*Source passage*:
-- BEGIN --

Friday, June 29, 2012

Dollhouse Renovations

Years have gone by since any little girls have played with this dollhouse.  It has made multiple moves with us and was a bit worse for wear from all those trips in a moving van and being stored in dusty garages.

 Still, with the twin granddaughters rapidly approaching another birthday, my sister, Rosalind, suggested we restore it to a functioning home for the littlest of dolls.

Column missing, major cracks in siding, floor coming loose from structure.
This house was purchased for my oldest daughters by their Great Grandmother, Minerva and their grandmother, Rose Lee.  It was originally painted yellow, which is Rose Lee's favorite color.  (Remind me to tell you a story about a yellow car!)  When my third daughter was born, my sister, repainted, and decorated it in the country style of the 80's.  Now that we have entered a new century, we are replacing some of the more fussy details with a modern take on a country cottage.  
Wall paper coming out, repainting the kitchen white with black trim, adding flooring.

Because the twins are not quite four, the more fragile furniture is going into storage and Rosalind is building sturdy furnishings.  She has stitched the bedspread onto the mattress at the foot, so the covers don't get misplaced!
This little armoire makes the cut and will be re-painted.

I am in charge of painting, flooring, and repairing the structure.  However, I could not help making an iconic little mid-century modern sunburst mirror that has been showing up in all the best decorating magazines.  A bit tongue in cheek, as I actually think the sunburst mirror (which is a classic decorating element) has been a bit over done recently. Toothpicks and a bottle cap turned into a touch of bling for the foyer.  In this photo, it just has a base coat of blue.  When I find my gold paint which is in one of those twenty boxes brought home from Harry Potter camp, it will be sprayed gold.

My daughter Camille, who writes the design blog, The Vintique Object loved a kitchen in a former house that had a black and white tile floor, so the kitchen in this little house which is being renovated for her daughters will reprise that one.

The foyer walls are beyond patching and painting and will be recovered with a more contemporary fabric "Wallpaper"
Check back in a couple of days to see how much progress is being made.  Cannot procrastinate much longer as the twins arrive at my house on Monday!
Still a lot to do!

Actually, I guess procrastination is the wrong word as I have been busy yesterday planning memorial services for my dear mother-in-law, Dorothy, painting the deck rails so that Norm can install the stainless steel cables (which are replacing the tacky not-so-temporary  sheep fencing... put up to pass our house's certificate of occumpancy inspections and still there four years later!) so there will be no tumbling off the decks by granddaughters, and sorting and packing Dorothy's apartment with her children and grandchildren.  My high school English teacher, Mrs. Winter, would cringe at that last sentence and mark it in in red "run on sentence!"

Hope you are all managing to stay cool in this horrendous heat and that you are safe from wildfires.  Have a wonderful Fourth of July.  No fireworks in dry New Mexico...way too dangerous unless we get some rain.

-- END --

*What you will do*:
#1 Answer these from the dollhouse post:
(a) What color was the dollhouse originally painted?
(b) What two items became the sunburst mirror?
(c) On what day do the twins arrive?
#2 Extract every line of the listing that contains the string "wall".
The dollhouse post above has no connection to the listing that comes next.

*Supplied material*:
-- BEGIN --

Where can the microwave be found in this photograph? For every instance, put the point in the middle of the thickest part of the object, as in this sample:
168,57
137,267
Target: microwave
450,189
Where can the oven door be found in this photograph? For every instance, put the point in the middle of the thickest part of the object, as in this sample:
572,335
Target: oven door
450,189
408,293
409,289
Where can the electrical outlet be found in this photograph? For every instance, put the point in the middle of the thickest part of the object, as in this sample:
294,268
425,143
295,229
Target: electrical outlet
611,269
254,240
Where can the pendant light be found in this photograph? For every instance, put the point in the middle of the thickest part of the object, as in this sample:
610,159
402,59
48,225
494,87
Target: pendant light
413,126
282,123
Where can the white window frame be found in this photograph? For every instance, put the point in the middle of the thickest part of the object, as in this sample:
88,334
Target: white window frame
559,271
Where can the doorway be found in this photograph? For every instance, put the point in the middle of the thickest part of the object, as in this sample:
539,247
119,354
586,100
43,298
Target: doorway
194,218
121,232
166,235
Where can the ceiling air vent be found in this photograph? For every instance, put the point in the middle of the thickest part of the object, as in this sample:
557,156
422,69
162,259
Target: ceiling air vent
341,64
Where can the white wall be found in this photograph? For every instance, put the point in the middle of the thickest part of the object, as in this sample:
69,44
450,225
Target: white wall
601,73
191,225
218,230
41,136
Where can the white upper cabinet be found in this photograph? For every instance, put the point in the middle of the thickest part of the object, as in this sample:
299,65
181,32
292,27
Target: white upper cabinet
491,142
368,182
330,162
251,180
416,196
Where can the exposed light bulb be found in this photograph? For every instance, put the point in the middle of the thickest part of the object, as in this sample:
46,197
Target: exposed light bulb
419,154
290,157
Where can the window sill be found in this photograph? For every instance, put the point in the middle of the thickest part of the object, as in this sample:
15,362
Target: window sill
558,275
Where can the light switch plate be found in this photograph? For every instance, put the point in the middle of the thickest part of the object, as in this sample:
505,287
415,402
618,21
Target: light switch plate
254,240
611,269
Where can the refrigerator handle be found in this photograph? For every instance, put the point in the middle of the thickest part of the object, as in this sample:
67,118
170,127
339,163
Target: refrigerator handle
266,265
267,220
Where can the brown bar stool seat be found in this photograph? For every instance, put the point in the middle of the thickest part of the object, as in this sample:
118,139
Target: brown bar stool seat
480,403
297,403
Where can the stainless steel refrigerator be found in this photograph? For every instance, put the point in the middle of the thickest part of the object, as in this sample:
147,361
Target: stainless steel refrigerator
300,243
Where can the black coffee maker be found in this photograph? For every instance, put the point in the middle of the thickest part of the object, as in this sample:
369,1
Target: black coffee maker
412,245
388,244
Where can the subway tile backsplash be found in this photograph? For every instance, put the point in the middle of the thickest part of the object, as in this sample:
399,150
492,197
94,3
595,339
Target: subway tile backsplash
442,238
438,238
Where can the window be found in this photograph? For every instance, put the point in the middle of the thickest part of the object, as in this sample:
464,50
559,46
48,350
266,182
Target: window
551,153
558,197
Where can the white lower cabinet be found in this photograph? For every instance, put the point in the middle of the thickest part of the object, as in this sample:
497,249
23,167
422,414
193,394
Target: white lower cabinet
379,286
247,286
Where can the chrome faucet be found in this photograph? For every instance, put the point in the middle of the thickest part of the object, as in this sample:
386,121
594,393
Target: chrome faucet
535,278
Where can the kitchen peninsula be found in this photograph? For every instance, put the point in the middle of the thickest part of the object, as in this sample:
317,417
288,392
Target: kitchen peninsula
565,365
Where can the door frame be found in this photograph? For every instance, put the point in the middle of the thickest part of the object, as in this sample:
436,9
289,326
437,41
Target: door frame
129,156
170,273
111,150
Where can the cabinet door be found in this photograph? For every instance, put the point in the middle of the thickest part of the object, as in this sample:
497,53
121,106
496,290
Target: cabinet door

-- END --

*Exercise results*:
#1
(a) Yellow
(b) Toothpicks and a bottle cap
(c) Monday

#2
Where can the white wall be found in this photograph? For every instance, put the point in the middle of the thickest part of the object, as in this sample:
Target: white wall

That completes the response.